◆ Okuma metni
Staj yeri değişkenine göre beklentilerin en az karşılandığı boyutlara baktığımızda bankalarda güvenilirlik boyutu olduğu görülmektedir. Güvenilirlik boyutunda yer alan ifadelere baktığımızda “okul işletme arasında işbirliği olmalıdır, okulda edindiğimiz mesleki bilgileri işletmede uygulama imkanımız olmalıdır, mesleki eğitim sürecinde alanım ile ilgili işlerde çalışmalıyım, yaptığım staj mesleki açıdan kendime güvenimi artırmalıdır, yaptığım staj mezuniyet sonrası iş yaşamımda başarılı olmamda katkı sağlamalıdır” ifadeleri yer almaktadır. Muhasebe bürolarında, kamu kuruluşlarında, özel sektörde ve karma kuruluşlarda duyarlılık beklenti boyutunun en az karşılandığı boyut olduğu sonucuna ulaşılmıştır. Duyarlılık boyutunda ise “işletme çalışanları öğrenci taleplerini göz önüne almalıdır, eğitici personelin hitabet ve iletişim becerisi yeterli düzeyde olmalıdır, stajyerlere çalışmalarının karşılığı ücret zamanında ödenmelidir, aldığım ücret masraflarımın karşılanmasını sağlamalıdır, işletme stajyerleri ucuz işgücü olarak görmemelidir” ifadeleri yer almaktadır.

◆ Görev 1
Staj beklentileriyle ilgili metne göre şu ifadeler doğru mu? (a) Bankalarda beklentilerin en az karşılandığı boyut güvenilirlik boyutudur. (b) Muhasebe bürolarında beklentilerin en az karşılandığı boyut güvenilirlik boyutudur. (c) Stajyerlere ücretin zamanında ödenmesiyle ilgili ifade duyarlılık boyutunda yer alır. Her birine evet ya da hayır deyin ve kararı belirleyen sözleri metinden olduğu gibi alıntılayın.
◆ Görev 2
Staj beklentileri üzerine yazılmış metni son cümlesinden sonra sürdürün.

◆ Gösterilen bilgiler
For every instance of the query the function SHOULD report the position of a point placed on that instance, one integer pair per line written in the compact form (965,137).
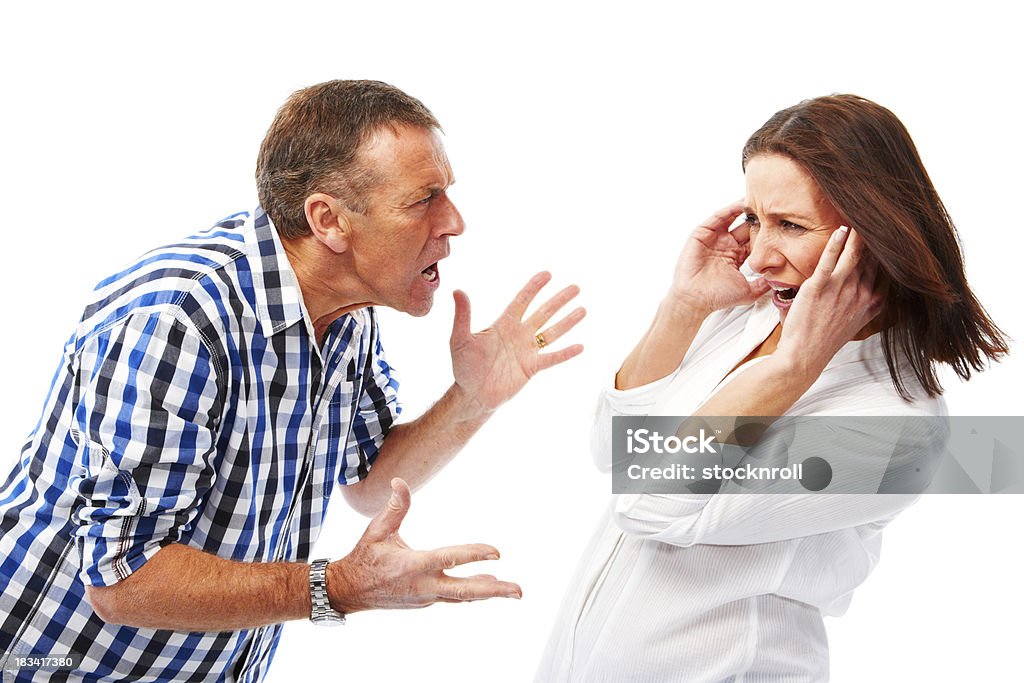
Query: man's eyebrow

◆ Beklenen cevap 1
(a) Evet: "Staj yeri değişkenine göre beklentilerin en az karşılandığı boyutlara baktığımızda bankalarda güvenilirlik boyutu olduğu görülmektedir."
(b) Hayır: "Muhasebe bürolarında, kamu kuruluşlarında, özel sektörde ve karma kuruluşlarda duyarlılık beklenti boyutunun en az karşılandığı boyut olduğu sonucuna ulaşılmıştır."
(c) Evet: "Duyarlılık boyutunda ise" ve "stajyerlere çalışmalarının karşılığı ücret zamanında ödenmelidir"

◆ Beklenen cevap 2
SONUÇ VE ÖNERİLER

Dünya’da iş piyasasının ihtiyaç duyduğu niteliklerde işgücünün, üç farklı sistemle sağlandığı görülmektedir. Uyguladıkları eğitim sistemleriyle istihdamı sağlayabilen ülkelerde, mesleki eğitimin öğrenciler tarafından yoğun şekilde tercih edildiği görülmektedir. İstihdamın sağlanması mesleki eğitime talebi artıracaktır. Bunun yanında mesleki eğitimin yaygınlaştırılmasına yönelik olarak; toplumsal statüsünün iyileştirilmesi çabaları ve okullarda verilen mesleğe yönelik rehberlik hizmetlerinin önemi de yadsınamaz. Öğrencilerin kendilerini tanımaları ve seçtikleri mesleği severek yapabilmeleri için okullardaki rehberlik hizmetlerine büyük görevler düşmektedir.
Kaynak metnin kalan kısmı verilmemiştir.